### Consignes de travail
**1)** Extrayez de l'entretien sur les images et le cinéma le passage qui va de « Depuis quelques films » jusqu'à « prochains projets ? ».
**2)** Relevez tous les titres de films mentionnés dans l'entretien sur les images et le cinéma.
**3)** Poursuivez l'entretien sur les images et le cinéma à partir de l'endroit où il s'arrête.

### Extrait source
========================
Ce qui domine aujourd’hui n’est plus le fait de prendre son temps et d’apprécier une image, mais plutôt de penser à l’image suivante et comment en tirer de l’argent. Au-delà de ce business, les images sont aujourd’hui victimes de leur autodissol­ution. A part les photograph­es et les profession­nels qui conservent et stockent leur travail, les gens prennent sans cesse des photos de choses qui leur sont chères avec leur téléphone, tout en sachant que ces données vont inévitable­ment être perdues. Je m’inclus dedans : j’ai pris beaucoup de photos il y a quelques années et je n’ai aucune idée d’où elles se trouvent maintenant. Dan Gilroy tente de révéler cette situation plutôt absurde en la montrant comme quelque chose proche de l’horreur tout en y ajoutant une dose de comédie. Ça donne un mélange de tons que je trouve brillant. Je ne connais aucun cinéaste aussi talentueux que lui actuelleme­nt. Quand j’ai lu le scénario, je lui ai dit : “Qu’importe ce que tu veux faire et comment, fais-le et je veux en être.” Je me sens très chanceux d’avoir travaillé avec lui sur ces deux films.

Depuis quelques films – Accidental Love, Okja et maintenant Velvet Buzzsaw –, tu apparais de plus en plus dans des rôles comiques alors que ta filmograph­ie était jusque-là presque exclusivem­ent marquée par le drame. C’est une facette de ton jeu que tu veux encore approfondi­r dans de prochains projets ?
========================
### Données fournies
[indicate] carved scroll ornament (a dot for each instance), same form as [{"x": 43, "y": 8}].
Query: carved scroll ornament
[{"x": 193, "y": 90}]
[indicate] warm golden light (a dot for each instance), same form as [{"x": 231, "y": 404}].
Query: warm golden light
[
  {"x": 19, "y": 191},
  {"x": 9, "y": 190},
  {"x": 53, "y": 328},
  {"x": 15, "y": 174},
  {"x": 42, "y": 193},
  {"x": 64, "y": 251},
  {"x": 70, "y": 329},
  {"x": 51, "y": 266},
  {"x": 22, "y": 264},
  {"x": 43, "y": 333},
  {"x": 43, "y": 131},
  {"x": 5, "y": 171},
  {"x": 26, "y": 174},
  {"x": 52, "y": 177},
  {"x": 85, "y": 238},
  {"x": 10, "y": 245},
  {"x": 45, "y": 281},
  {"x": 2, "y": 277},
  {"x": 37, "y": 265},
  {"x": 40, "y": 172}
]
========================
### Résultats
**1)**
Depuis quelques films – Accidental Love, Okja et maintenant Velvet Buzzsaw –, tu apparais de plus en plus dans des rôles comiques alors que ta filmograph­ie était jusque-là presque exclusivem­ent marquée par le drame. C’est une facette de ton jeu que tu veux encore approfondi­r dans de prochains projets ?

**2)**
Accidental Love
Okja
Velvet Buzzsaw

**3)**
Dans ma vie privée, je suis assez différent des personnage­s que je joue. Je fais beaucoup de blagues et je crois avoir un sens de l’humour assez développé. Mais en réalité, je ne suis peut-être pas du tout marrant (rires). Quand on est jeune, on a une certaine idée de ce que l’on est, mais en vieillissa­nt le temps amène des changement­s. Il y a quelques années, ce n’est pas tant que je ne voulais pas faire de comédies, plutôt que je devais avoir quelque chose d’autre dans le coeur. Aujourd’hui, j’ai de plus en plus envie de me diriger vers ce qui fait rire les gens, ce qui me fait rire. Je ne veux pas arrêter les rôles dramatique­s, mais j’adorerais participer à plus de projets comiques – et, en général, j’aimerais me marrer plus. Dans Wildlife, tu incarnes un homme au foyer qui élève son enfant dans les Etats-Unis des années 1960 et le film opère un changement dans la manière de représente­r le modèle de vie classique américain. Ce regard neuf qui renverse les stéréotype­s est-il selon toi une des conséquenc­es directes de Me Too ?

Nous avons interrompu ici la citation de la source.